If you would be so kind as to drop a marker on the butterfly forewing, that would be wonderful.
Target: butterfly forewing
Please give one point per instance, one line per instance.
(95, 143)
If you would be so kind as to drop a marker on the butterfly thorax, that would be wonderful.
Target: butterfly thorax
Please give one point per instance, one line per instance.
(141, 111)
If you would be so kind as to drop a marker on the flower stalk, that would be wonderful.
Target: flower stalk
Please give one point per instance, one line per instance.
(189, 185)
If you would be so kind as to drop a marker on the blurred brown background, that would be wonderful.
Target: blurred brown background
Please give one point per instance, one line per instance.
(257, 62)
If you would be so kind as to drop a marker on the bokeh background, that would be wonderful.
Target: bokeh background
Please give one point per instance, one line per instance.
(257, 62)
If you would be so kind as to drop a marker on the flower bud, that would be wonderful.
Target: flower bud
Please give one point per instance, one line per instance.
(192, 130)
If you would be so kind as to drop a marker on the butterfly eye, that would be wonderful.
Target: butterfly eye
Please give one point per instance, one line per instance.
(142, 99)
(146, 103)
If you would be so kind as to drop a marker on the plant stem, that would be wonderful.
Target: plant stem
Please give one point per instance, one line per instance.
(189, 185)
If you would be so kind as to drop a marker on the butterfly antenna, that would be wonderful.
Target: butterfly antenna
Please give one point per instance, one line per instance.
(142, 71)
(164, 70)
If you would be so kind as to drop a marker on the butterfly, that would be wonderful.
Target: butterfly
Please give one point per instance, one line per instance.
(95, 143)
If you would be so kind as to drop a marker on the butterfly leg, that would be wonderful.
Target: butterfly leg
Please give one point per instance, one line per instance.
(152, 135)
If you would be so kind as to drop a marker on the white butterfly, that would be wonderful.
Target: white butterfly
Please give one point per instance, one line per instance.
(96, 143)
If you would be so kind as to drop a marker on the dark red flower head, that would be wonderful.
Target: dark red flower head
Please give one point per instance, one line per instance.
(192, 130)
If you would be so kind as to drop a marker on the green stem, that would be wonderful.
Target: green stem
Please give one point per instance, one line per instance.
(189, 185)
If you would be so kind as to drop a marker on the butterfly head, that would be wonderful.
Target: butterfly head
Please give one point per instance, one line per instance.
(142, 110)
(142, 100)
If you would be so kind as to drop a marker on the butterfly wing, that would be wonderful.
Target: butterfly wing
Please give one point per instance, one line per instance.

*SET TASK:* Render every line of the items above as a Markdown table with the columns Row and Line, numbering each row and leaving out blank lines.

*RESPONSE TO THIS TASK:*
| Row | Line |
|---|---|
| 1 | If you would be so kind as to drop a marker on the butterfly forewing, that would be wonderful. |
| 2 | Target: butterfly forewing |
| 3 | Please give one point per instance, one line per instance. |
| 4 | (95, 143) |
| 5 | If you would be so kind as to drop a marker on the butterfly thorax, that would be wonderful. |
| 6 | Target: butterfly thorax |
| 7 | Please give one point per instance, one line per instance. |
| 8 | (141, 111) |
| 9 | If you would be so kind as to drop a marker on the flower stalk, that would be wonderful. |
| 10 | Target: flower stalk |
| 11 | Please give one point per instance, one line per instance. |
| 12 | (189, 185) |
| 13 | If you would be so kind as to drop a marker on the blurred brown background, that would be wonderful. |
| 14 | Target: blurred brown background |
| 15 | Please give one point per instance, one line per instance. |
| 16 | (257, 62) |
| 17 | If you would be so kind as to drop a marker on the bokeh background, that would be wonderful. |
| 18 | Target: bokeh background |
| 19 | Please give one point per instance, one line per instance. |
| 20 | (257, 62) |
| 21 | If you would be so kind as to drop a marker on the flower bud, that would be wonderful. |
| 22 | Target: flower bud |
| 23 | Please give one point per instance, one line per instance. |
| 24 | (192, 130) |
| 25 | If you would be so kind as to drop a marker on the butterfly eye, that would be wonderful. |
| 26 | Target: butterfly eye |
| 27 | Please give one point per instance, one line per instance. |
| 28 | (142, 99) |
| 29 | (146, 103) |
| 30 | If you would be so kind as to drop a marker on the plant stem, that would be wonderful. |
| 31 | Target: plant stem |
| 32 | Please give one point per instance, one line per instance. |
| 33 | (189, 185) |
| 34 | If you would be so kind as to drop a marker on the butterfly antenna, that would be wonderful. |
| 35 | Target: butterfly antenna |
| 36 | Please give one point per instance, one line per instance. |
| 37 | (142, 71) |
| 38 | (164, 70) |
| 39 | If you would be so kind as to drop a marker on the butterfly, that would be wonderful. |
| 40 | Target: butterfly |
| 41 | Please give one point per instance, one line per instance. |
| 42 | (95, 143) |
| 43 | If you would be so kind as to drop a marker on the butterfly leg, that would be wonderful. |
| 44 | Target: butterfly leg |
| 45 | Please give one point per instance, one line per instance. |
| 46 | (152, 135) |
| 47 | If you would be so kind as to drop a marker on the white butterfly, that would be wonderful. |
| 48 | Target: white butterfly |
| 49 | Please give one point per instance, one line per instance. |
| 50 | (96, 143) |
| 51 | If you would be so kind as to drop a marker on the dark red flower head, that would be wonderful. |
| 52 | Target: dark red flower head |
| 53 | Please give one point per instance, one line per instance. |
| 54 | (192, 130) |
| 55 | If you would be so kind as to drop a marker on the green stem, that would be wonderful. |
| 56 | Target: green stem |
| 57 | Please give one point per instance, one line per instance. |
| 58 | (189, 185) |
| 59 | If you would be so kind as to drop a marker on the butterfly head, that would be wonderful. |
| 60 | Target: butterfly head |
| 61 | Please give one point per instance, one line per instance. |
| 62 | (142, 110) |
| 63 | (142, 100) |
| 64 | If you would be so kind as to drop a marker on the butterfly wing, that would be wonderful. |
| 65 | Target: butterfly wing |
| 66 | Please give one point per instance, one line per instance. |